Records from a data source
┏━━
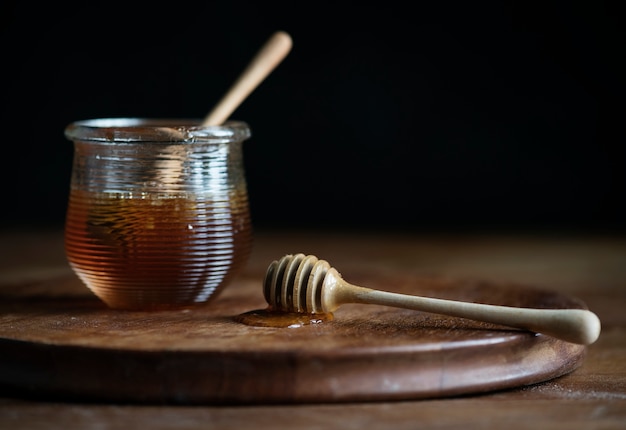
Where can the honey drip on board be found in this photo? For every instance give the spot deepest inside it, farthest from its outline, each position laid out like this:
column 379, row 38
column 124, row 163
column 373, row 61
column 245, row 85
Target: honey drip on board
column 281, row 319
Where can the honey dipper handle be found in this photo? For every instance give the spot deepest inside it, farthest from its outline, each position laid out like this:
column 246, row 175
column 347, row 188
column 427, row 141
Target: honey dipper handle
column 266, row 60
column 572, row 325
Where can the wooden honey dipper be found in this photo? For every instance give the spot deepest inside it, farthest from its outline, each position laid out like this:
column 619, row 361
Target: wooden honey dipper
column 304, row 284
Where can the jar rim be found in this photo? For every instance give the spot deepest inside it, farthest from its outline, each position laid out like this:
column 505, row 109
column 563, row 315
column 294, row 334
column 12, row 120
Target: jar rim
column 155, row 130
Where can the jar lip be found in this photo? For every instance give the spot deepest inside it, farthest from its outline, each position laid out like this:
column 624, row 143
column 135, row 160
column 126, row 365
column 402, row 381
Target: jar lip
column 155, row 130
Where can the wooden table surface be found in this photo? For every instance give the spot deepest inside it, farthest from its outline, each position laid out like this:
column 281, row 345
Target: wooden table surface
column 587, row 267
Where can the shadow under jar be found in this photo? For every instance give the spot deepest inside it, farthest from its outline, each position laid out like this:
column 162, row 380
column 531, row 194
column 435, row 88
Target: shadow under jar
column 158, row 215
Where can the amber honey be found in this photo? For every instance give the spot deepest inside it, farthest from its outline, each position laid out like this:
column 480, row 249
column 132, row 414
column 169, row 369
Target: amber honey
column 281, row 319
column 151, row 251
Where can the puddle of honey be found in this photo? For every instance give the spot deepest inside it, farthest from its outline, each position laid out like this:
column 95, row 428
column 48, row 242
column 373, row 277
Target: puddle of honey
column 272, row 318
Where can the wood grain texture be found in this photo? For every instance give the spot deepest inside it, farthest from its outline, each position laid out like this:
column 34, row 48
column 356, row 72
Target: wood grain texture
column 36, row 282
column 75, row 347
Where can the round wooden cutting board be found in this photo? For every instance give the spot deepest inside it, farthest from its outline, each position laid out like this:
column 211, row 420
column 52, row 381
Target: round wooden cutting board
column 59, row 342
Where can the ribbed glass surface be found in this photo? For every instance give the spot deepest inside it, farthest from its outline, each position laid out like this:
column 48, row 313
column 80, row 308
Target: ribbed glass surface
column 154, row 225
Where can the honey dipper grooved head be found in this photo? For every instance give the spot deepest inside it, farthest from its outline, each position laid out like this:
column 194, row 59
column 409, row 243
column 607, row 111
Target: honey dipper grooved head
column 294, row 284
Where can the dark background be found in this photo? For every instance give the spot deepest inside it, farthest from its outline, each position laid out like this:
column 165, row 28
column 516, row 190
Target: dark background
column 429, row 116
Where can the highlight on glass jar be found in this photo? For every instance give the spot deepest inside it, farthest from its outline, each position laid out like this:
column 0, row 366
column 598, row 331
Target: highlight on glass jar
column 158, row 215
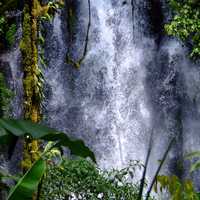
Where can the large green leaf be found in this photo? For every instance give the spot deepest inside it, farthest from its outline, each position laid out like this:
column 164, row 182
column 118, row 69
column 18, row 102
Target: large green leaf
column 28, row 184
column 38, row 131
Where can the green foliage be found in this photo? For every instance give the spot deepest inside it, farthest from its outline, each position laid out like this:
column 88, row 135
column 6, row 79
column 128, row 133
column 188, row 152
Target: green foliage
column 186, row 23
column 196, row 165
column 5, row 97
column 10, row 34
column 7, row 30
column 178, row 190
column 32, row 130
column 28, row 184
column 81, row 179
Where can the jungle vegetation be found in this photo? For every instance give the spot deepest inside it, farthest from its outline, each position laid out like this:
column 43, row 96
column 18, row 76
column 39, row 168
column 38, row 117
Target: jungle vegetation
column 47, row 173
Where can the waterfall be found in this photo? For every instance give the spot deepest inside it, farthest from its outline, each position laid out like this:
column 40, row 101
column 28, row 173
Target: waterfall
column 134, row 80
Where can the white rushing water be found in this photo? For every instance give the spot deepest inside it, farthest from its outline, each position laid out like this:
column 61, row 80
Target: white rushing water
column 134, row 79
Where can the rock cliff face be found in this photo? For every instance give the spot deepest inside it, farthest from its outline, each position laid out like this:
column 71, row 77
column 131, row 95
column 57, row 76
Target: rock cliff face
column 133, row 80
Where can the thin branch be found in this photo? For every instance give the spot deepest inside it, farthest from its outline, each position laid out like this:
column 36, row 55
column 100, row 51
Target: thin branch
column 159, row 167
column 142, row 182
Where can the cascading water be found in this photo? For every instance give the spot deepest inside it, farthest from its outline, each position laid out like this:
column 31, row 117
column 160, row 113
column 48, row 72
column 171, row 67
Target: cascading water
column 133, row 80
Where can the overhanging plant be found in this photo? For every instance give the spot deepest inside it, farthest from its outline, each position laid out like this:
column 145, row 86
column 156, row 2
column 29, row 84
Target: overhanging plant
column 28, row 184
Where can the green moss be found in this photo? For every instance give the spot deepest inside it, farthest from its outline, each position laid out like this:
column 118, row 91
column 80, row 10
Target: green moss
column 5, row 97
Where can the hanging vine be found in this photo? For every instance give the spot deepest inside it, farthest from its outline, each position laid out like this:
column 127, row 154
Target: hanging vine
column 69, row 60
column 33, row 77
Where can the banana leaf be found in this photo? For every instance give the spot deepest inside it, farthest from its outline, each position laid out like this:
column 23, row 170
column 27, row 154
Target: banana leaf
column 28, row 184
column 20, row 128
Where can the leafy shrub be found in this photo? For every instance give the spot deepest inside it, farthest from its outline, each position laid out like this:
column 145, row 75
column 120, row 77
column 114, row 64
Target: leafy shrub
column 178, row 189
column 81, row 179
column 186, row 23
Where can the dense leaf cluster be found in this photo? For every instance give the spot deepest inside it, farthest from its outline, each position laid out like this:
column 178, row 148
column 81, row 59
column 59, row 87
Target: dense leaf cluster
column 186, row 24
column 81, row 179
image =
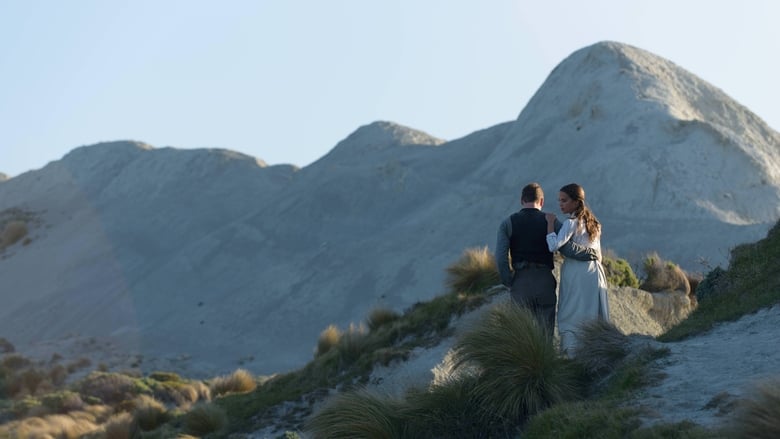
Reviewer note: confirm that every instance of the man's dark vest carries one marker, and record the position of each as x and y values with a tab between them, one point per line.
528	241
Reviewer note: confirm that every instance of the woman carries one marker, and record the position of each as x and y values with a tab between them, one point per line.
583	284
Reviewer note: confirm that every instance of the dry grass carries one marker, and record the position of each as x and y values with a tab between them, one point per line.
119	426
663	275
474	272
111	388
758	417
353	343
52	426
240	381
522	371
357	415
329	338
600	347
205	418
149	413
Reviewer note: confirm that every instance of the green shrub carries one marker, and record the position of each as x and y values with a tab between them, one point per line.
329	338
205	418
474	272
379	317
240	381
111	388
62	402
522	371
353	343
619	272
582	420
711	284
22	407
357	415
120	426
149	413
165	376
663	275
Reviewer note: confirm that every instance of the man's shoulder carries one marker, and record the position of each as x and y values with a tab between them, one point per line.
529	212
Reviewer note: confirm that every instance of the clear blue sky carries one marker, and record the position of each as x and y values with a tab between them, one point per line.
286	80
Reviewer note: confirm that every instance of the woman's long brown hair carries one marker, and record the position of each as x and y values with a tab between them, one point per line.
583	213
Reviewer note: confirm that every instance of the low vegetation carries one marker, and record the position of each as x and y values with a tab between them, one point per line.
507	379
752	282
619	272
474	272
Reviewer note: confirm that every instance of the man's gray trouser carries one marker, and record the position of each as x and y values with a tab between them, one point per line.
534	288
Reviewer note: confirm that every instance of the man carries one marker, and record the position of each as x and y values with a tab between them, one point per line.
523	237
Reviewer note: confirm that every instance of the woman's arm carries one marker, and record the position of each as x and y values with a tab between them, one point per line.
556	240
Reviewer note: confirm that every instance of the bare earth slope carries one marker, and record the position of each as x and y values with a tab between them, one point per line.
213	257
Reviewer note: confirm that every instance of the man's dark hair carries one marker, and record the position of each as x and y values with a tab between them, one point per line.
532	192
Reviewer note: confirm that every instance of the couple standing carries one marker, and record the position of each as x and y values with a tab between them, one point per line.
530	237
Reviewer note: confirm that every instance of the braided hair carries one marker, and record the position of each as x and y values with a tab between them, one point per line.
582	212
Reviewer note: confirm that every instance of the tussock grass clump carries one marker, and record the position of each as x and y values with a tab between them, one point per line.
758	415
522	371
663	275
379	317
111	388
329	338
240	381
357	415
354	342
619	272
62	402
605	420
474	272
205	418
751	282
600	347
447	409
119	426
149	413
51	426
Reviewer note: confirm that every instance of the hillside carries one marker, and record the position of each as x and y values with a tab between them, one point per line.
210	259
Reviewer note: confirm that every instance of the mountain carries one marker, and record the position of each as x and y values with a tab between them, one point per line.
214	260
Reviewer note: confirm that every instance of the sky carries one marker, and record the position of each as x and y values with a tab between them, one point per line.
285	81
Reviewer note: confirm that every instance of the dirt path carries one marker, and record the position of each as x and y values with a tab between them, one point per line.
706	375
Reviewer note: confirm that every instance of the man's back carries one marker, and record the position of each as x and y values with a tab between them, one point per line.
528	238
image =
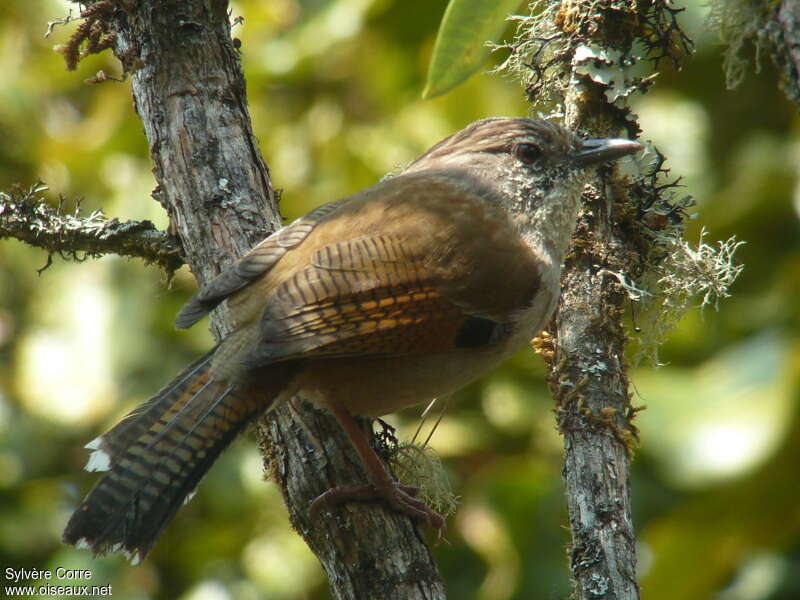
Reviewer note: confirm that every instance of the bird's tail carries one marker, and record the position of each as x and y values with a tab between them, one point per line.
155	457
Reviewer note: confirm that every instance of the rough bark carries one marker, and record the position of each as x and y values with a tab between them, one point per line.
579	54
190	95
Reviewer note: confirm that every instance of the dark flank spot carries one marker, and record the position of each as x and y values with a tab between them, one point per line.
477	332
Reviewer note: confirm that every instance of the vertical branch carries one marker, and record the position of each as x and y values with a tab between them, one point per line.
189	92
577	55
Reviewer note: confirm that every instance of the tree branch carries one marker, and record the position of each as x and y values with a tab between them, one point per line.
189	92
577	56
26	216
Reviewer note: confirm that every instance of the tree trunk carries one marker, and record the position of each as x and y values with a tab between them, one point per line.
189	92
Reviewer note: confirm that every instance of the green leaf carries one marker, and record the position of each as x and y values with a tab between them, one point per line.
460	47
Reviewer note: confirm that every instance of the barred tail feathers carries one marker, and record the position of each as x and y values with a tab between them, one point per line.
155	457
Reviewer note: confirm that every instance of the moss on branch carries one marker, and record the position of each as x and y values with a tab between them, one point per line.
26	216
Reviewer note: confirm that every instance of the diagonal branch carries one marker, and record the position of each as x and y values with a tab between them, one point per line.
27	217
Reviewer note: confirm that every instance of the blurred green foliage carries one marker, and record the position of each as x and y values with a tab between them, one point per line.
334	89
┗━━
• _TO DO_
Above are some lines. Repeat exactly, and only, those from the line that has "Target: cascading water" through the line that has "column 114, row 64".

• _PROBLEM SOLUTION_
Target: cascading water
column 133, row 80
Where can the overhanging plant be found in this photo? For every instance give the spot deepest inside it, farthest from its outline, each position laid out like this:
column 145, row 86
column 156, row 2
column 29, row 84
Target: overhanging plant
column 28, row 184
Where can the green moss be found in this photo? For every instance give the spot deepest inside it, farthest from its outline, each position laid out like this:
column 118, row 91
column 80, row 10
Target: green moss
column 5, row 97
Where can the hanging vine be found in this photo? For every instance give the spot deepest inside it, farthest from its outline, each position laid out like this:
column 127, row 154
Target: hanging vine
column 69, row 60
column 33, row 77
Where can the banana leaf be found in this photo? For every instance give the spot deepest inside it, farthest from its outline, each position laid out like this:
column 23, row 170
column 27, row 154
Target: banana leaf
column 28, row 184
column 20, row 128
Where can the leafy shrub be found in this photo? For every instance give the spot deepest inside it, farthest from its outline, each position laid out like this:
column 145, row 75
column 120, row 77
column 114, row 64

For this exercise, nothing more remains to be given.